Task brief: The required output is every record, reproduced exactly.
=== Records for this exercise ===
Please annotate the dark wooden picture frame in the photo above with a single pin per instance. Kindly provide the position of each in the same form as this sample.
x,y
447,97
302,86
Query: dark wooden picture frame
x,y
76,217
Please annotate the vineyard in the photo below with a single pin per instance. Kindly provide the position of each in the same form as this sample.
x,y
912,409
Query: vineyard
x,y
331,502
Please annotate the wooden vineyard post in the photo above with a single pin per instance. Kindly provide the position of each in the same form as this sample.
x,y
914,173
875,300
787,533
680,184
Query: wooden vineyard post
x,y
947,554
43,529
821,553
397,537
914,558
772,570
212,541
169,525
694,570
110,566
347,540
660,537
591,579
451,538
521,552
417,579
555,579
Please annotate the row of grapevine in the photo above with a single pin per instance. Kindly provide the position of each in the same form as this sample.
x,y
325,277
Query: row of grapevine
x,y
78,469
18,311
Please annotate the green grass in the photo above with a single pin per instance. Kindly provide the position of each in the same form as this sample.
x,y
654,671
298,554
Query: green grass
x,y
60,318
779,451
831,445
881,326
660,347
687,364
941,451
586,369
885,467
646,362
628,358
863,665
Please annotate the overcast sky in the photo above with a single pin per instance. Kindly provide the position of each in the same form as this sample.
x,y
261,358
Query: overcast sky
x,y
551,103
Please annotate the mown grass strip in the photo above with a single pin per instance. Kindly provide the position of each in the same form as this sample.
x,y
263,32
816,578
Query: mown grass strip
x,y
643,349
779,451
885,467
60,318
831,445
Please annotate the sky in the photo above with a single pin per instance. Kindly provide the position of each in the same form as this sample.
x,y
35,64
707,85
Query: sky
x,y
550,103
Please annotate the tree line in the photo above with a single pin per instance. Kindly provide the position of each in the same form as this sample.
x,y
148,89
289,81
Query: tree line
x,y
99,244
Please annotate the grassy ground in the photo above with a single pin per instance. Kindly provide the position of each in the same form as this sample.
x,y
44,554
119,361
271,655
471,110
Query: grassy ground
===
Answer:
Please annotate the dark wooden picture frame in the photo above with a single pin per instance. Kindly provide the position of each in the same form as this sample.
x,y
447,97
302,86
Query: dark wooden picture frame
x,y
76,217
Please annotate the vineyard in the photo below with a single pin per instance. Kindly provide the position of each in the same form as this sample.
x,y
912,409
Query: vineyard
x,y
331,502
Please annotate the wooden vineyard post in the photo above with a single pin per instance. Kindly provide the position of each in the same form as this sample.
x,y
914,173
875,300
787,533
680,184
Query: wooden vineyard post
x,y
947,554
43,529
821,553
397,537
914,558
772,570
212,541
169,525
694,570
110,566
347,540
660,537
591,579
451,538
521,552
417,579
555,579
Please annotate the row of grapevine in the photo above with a single pin per instance. Kindly provide the position of each in the same form as this sample.
x,y
325,277
Query: row of grapevine
x,y
78,469
18,311
Please annotate the green grass in the photo above with a single pin per instance. Kindly provide the position of each in the same form as this sample.
x,y
654,671
298,554
Query: green grass
x,y
60,318
779,451
831,445
881,326
660,347
687,364
941,451
586,369
885,467
646,362
628,358
863,665
Please annotate the overcast sky in the photo above with a single pin per instance. Kindly provide the position of each in the same form as this sample.
x,y
261,358
Query: overcast sky
x,y
551,103
Please annotate the mown grass strip in the photo above with a single pin per instance. Kindly provide the position of each in the same form as this sample.
x,y
263,32
816,578
Query: mown grass strip
x,y
643,349
779,451
885,467
60,318
831,445
Please annotate the sky in the photo above with a single pin per instance. Kindly provide the position of each in the same form as this sample.
x,y
35,64
707,85
Query: sky
x,y
550,103
Please annotate the tree line in the photo above with a single pin per instance. Kindly provide the position of each in the same form as this sample.
x,y
148,89
289,81
Query: tree line
x,y
99,244
Please annotate the grassy ground in the photo above with a single pin per instance. Kindly provide the position of each in the same form as this sample.
x,y
44,554
119,361
271,655
471,110
Query: grassy ground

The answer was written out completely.